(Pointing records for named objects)
##############################

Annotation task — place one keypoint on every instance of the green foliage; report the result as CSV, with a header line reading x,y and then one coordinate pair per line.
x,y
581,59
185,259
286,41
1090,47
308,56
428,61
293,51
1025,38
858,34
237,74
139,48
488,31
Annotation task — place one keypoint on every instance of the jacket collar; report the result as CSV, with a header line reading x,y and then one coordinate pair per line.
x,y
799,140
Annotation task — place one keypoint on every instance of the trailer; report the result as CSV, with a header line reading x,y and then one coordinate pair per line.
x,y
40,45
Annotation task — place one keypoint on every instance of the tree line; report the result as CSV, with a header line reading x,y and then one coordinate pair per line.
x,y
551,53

##############################

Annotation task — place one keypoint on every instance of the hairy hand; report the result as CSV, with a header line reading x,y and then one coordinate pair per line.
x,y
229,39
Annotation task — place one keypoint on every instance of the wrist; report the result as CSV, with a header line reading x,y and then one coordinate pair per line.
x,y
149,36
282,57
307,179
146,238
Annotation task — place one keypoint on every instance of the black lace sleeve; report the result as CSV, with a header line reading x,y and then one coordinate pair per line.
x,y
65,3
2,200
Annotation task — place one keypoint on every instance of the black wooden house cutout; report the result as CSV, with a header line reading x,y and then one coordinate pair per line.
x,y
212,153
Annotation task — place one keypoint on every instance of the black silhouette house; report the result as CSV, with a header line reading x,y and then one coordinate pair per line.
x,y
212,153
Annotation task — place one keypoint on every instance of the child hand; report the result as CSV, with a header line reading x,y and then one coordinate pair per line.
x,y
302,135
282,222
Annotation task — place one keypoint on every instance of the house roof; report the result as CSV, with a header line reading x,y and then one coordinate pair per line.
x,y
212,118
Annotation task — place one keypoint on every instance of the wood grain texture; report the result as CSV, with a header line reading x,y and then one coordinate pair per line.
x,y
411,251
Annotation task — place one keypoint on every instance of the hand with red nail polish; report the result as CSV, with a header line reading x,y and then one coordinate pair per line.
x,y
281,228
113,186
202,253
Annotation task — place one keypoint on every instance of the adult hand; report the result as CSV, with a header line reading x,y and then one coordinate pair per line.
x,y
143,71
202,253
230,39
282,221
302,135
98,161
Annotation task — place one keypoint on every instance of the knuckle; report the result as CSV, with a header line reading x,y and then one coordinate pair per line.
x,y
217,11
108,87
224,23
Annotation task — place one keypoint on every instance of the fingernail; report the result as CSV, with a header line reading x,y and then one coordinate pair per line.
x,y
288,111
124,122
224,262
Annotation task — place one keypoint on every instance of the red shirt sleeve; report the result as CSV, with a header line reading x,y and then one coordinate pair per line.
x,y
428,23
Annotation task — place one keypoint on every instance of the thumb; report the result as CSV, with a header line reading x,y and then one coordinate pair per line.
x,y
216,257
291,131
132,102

##############################

--- Goal ---
Count the lines in the entries above that contain the string "hand", matching case exactly, and give only the number.

--- Answer to the exercise ---
4